- Texto
▼▼▼

O dinheiro que o governo e as administrações hospitalares nos querem roubar é indubitavelmente para pagar os desmandos na saúde, do tipo dos 21 milhões de euros que a SUCH deu a só três empresas privadas em assessorias que não serviram para nada, ou dos vencimentos escandalosos e dos carros e ajudas de custos de administradores públicos, ou das ruinosas parcerias público-privadas na saúde que orçam em muitas centenas de milhões de euros. Com certeza que não é devido aos salários, cada vez menores, dos funcionários públicos e dos cuidados prestados a estes cidadãos que o “buraco” da saúde aumentou.

sexta-feira, 28 de janeiro de 2011

Ano 2011 – ano de “esperanças”

▲▲▲

- O que se pede
- 1) Enumere todos os exemplos de desmandos na saúde que o texto sobre os gastos na saúde apresenta, separados entre si por "ou".
- 2) Diga se cada afirmação está de acordo com o texto sobre os gastos na saúde. Responda sim ou não e cite as palavras do texto que o decidem.
(a) A SUCH pagou 21 milhões de euros a três empresas privadas em assessorias.
(b) O autor atribui o aumento do "buraco" da saúde aos salários dos funcionários públicos.
(c) As parcerias público-privadas na saúde custam poucas dezenas de milhões de euros.
Os dados abaixo são material à parte, independente do texto.

(Itens guardados)

▼▼▼

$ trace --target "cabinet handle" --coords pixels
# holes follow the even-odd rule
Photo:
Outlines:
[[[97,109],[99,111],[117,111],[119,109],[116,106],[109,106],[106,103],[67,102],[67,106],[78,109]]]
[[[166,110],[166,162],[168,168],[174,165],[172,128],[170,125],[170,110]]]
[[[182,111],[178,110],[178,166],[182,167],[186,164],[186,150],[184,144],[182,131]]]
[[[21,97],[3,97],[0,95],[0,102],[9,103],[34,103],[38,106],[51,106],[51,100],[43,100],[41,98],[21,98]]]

▲▲▲
▼▼▼

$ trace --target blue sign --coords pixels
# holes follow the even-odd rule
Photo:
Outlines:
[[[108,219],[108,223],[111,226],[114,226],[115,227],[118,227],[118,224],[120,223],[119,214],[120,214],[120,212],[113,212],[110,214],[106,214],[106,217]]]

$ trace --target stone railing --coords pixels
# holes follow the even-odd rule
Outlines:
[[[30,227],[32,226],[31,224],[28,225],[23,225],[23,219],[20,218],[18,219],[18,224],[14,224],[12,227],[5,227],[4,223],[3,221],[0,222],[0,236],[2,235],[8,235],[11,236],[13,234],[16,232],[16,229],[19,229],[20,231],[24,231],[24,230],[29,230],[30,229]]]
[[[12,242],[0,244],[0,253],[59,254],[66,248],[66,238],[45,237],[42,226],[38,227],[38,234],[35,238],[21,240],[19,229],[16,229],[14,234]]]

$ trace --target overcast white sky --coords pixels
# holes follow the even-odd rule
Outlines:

▲▲▲

- Respostas por ordem
- 1)
1. Os 21 milhões de euros que a SUCH deu a só três empresas privadas em assessorias que não serviram para nada.
2. Os vencimentos escandalosos e os carros e ajudas de custos de administradores públicos.
3. As ruinosas parcerias público-privadas na saúde, que orçam em muitas centenas de milhões de euros.

- 2)
(a) Sim: "21 milhões de euros que a SUCH deu a só três empresas privadas em assessorias".
(b) Não: "Com certeza que não é devido aos salários, cada vez menores, dos funcionários públicos".
(c) Não: "orçam em muitas centenas de milhões de euros".